In a first preferred embodiment, the interior diameter of the chamber is
designed to produce a TM.sub.02 mode as the first mode and a TM.sub.11
mode as the second mode. At a predetermined frequency of 2450 Mz, the
interior diameter of this embodiment is preferably about 9.17 inches (233
mm) and the load height (h) to the top of the load is preferably about
6.28 inches (160 mm).
The microwave applicator of the present invention also preferably includes
a shelf (made of borosilicate glass, glass ceramic, or other similar
microwave transparent materials) for supporting the load. The shelf is
located inside the containment chamber and is generally perpendicular to
the longitudinal axis. The shelf is desirably placed at a distance from
the top wall such that the load rests at a distance from the top wall
substantially equal to an integer multiple of the guide wavelength of the
second (shorter) mode.
The side wall of the microwave applicator preferably has a load-insertion
opening and a movable door to selectively close the opening. In one
embodiment, a slidable drawer can be attached to the door, with the drawer
adapted for inserting the load into the containment chamber. When a drawer
is used, the shelf is preferably part of or carried by the drawer.
The feed structure of the microwave applicator of the present invention
includes a main waveguide, one or more junctions, and a plurality of
waveguide feeds. The waveguide feeds are short waveguides each attached on
one end to a feed aperture on the containment chamber and on the other end
to the main waveguide at a junction (which may be common to both waveguide
feeds or a separate junction for each). The feed apertures can be located
on the top wall or on an upper portion of the side wall. The feed
apertures or ports are to be located at a physical angle (with respect to
the longitudinal axis) that is equal to an electrical phase angle by which
the microwaves are displaced as they enter the cavity. In a preferred
embodiment the first waveguide feed connects into a first feed aperture
and the second waveguide feed connects to a second feed aperture in
geometric quadrature, that is, the second feed aperture is physically
located ninety degrees apart from the first feed aperture, as measured in
a plane normal to the longitudinal axis.
Additionally in this embodiment the feed structure includes a phase shift
structure to shift the electrical phase of microwaves entering the chamber
from the first waveguide feed to be ninety degrees apart from the
electrical phase of microwaves entering the chamber from the second
waveguide feed. In this way, two streams of microwave energy are provided,
with each stream separated both ninety degrees physically and ninety
degrees out of phase electrically from the other as they enter the
containment chamber.

#### [WHAT IS EXPECTED]
Write the next part of the microwave applicator description above, starting right after its final sentence.

#### [DATASET RECORDS]
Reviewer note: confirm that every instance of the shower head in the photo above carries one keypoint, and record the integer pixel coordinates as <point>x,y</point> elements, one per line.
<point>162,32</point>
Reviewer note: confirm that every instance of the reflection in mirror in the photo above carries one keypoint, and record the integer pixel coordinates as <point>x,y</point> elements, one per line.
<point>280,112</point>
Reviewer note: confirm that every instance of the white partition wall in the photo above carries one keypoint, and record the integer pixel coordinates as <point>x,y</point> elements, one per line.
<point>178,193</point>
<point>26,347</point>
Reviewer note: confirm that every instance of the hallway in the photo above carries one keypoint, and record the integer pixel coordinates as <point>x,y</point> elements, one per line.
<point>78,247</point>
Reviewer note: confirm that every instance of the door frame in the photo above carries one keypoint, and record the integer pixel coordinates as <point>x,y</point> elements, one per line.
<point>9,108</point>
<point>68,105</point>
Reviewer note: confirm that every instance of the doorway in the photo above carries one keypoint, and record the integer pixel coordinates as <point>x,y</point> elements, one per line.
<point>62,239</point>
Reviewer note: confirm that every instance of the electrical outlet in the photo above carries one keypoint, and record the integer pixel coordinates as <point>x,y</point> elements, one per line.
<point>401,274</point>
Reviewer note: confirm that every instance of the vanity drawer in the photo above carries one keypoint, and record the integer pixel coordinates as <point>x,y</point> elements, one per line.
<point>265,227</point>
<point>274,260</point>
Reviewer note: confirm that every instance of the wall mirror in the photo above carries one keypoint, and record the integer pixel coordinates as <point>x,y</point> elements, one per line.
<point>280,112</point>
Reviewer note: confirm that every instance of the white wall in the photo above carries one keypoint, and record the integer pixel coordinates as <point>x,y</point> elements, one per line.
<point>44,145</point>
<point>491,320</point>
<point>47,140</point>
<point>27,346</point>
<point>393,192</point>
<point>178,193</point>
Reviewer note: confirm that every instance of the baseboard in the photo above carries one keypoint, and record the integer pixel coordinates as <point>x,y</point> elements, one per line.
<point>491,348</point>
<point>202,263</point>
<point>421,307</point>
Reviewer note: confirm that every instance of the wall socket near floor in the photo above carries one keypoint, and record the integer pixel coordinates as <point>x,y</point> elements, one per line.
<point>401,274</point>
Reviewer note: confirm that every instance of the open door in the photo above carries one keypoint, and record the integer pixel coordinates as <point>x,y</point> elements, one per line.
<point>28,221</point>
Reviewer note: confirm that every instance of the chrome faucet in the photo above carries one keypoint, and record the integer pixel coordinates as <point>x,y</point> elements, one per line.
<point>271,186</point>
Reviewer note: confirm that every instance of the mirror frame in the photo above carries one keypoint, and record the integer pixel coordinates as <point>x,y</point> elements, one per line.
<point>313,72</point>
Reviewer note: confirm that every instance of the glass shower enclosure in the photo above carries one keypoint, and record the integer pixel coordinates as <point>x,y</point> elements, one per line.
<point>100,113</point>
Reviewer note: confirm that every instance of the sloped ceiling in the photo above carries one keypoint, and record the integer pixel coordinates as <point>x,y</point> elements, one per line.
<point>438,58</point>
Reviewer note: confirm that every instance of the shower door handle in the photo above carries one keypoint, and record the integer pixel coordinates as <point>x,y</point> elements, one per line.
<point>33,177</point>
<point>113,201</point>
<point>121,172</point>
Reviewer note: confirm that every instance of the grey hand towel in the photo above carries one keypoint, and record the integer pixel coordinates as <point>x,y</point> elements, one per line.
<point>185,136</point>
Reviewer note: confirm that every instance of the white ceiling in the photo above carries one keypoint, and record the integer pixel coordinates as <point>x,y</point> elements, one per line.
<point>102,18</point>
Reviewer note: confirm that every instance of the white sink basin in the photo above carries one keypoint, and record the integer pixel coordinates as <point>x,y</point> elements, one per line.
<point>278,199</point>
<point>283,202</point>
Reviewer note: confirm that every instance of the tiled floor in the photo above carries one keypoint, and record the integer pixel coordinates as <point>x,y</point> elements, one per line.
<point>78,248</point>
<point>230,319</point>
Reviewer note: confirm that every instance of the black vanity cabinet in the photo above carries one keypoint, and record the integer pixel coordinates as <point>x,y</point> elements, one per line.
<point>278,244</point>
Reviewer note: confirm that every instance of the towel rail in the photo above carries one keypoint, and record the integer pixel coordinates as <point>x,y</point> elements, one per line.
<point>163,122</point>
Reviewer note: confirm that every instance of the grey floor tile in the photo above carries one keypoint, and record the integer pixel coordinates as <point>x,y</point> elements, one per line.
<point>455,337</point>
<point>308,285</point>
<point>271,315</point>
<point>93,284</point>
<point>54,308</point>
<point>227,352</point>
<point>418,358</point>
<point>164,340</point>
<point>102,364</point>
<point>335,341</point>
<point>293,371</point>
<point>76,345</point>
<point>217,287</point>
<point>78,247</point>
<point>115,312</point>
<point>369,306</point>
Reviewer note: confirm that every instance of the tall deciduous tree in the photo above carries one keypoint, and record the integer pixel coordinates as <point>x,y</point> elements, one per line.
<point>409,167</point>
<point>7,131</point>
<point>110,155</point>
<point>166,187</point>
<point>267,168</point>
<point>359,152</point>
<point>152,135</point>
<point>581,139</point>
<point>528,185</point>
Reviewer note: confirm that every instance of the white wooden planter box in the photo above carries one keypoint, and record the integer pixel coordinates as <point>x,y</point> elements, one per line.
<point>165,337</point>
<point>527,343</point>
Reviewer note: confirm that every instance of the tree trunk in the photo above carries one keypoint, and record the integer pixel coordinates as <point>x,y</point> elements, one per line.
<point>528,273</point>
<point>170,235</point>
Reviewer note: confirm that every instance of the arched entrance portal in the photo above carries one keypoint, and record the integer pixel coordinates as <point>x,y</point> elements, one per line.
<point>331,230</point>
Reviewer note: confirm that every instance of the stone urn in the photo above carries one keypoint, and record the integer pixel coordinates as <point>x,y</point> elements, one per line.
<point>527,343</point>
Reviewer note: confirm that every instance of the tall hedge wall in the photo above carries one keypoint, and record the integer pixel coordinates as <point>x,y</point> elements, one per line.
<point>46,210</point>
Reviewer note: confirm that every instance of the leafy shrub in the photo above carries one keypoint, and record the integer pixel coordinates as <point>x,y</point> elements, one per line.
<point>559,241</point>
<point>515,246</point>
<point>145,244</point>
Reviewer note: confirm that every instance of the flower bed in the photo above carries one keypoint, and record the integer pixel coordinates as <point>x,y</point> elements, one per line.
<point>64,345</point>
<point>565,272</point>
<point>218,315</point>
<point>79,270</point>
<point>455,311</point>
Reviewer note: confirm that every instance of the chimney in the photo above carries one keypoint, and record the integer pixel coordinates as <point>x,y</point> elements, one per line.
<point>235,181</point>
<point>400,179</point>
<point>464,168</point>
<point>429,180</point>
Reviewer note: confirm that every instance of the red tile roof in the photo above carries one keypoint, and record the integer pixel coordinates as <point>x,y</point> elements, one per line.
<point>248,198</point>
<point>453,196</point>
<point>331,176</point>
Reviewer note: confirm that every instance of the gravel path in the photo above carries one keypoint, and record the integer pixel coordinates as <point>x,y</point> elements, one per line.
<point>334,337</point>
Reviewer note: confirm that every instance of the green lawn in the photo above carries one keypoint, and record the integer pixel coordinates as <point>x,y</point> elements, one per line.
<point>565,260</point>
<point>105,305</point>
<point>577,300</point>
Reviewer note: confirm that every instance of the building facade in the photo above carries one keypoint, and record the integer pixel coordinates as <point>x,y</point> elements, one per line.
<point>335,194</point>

#### [OUTPUT OF THE EXERCISE]
The phase shift structure can be any conventional means of achieving ninety
degrees phase shift between the first and second waveguide feeds. The
length of the waveguide feeds from their junction (or the location of
respective separate junctions) with the main waveguide to the respective
feed apertures can be different such that the second waveguide feed phase
shifts the microwaves ninety degrees with respect to the microwaves
entering the chamber from the first waveguide feed. Alternatively, the
phase shift structure can use a dielectric phase shifter or a ferrite
phase shifter, or other phase shifters as are well known in the art. The
combined effect of the geometric quadrature and the ninety degree phase
shift produces a rotating microwave pattern in the cavity, thus producing
more even heating in the absence of physically rotating or moving parts in
the feed structure.
BRIEF DESCRIPTION OF THE DRAWINGS
FIG. 1 is a perspective view of a microwave applicator in accordance with
the present invention.
FIG. 2 is a perspective view of the drawer from the microwave applicator of
FIG. 1.
FIG. 3 is a side view of the drawer of FIG. 2.
FIG. 4 is an exploded perspective view of another embodiment of a microwave
applicator in accordance with the present invention.
FIG. 5 is a graph representing the relation between the guide wavelength
and the waveguide diameter for several modes for a 2450 MHz microwave
field.
FIG. 6 is a perspective view of a first embodiment of a feed structure in
accordance with the present invention.
FIG. 7 is a perspective view of a second embodiment of a feed structure in
accordance with the present invention.
FIG. 8 is a perspective view of a third embodiment of a feed structure in
accordance with the present invention.
FIG. 9 is a simplified view of the top of a microwave containment chamber
showing the axes of entry of a pair of microwave feeds illustrating
certain aspects of the present invention.
FIG. 10 is a simplified side view in section of the microwave containment
chamber of FIG. 9 showing a shelf and load in phantom.
FIG. 11 is a fragmentary enlarged perspective view of a side wall iris feed
aperture useful in the practice of the present invention.
FIG. 12 is a fragmentary enlarged perspective view of a top wall iris feed
aperture with a portion of the waveguide feed cut away.
FIG. 13 is a simplified top and side view of a cavity useful in the
practice of the present invention showing a TM.sub.11 mode.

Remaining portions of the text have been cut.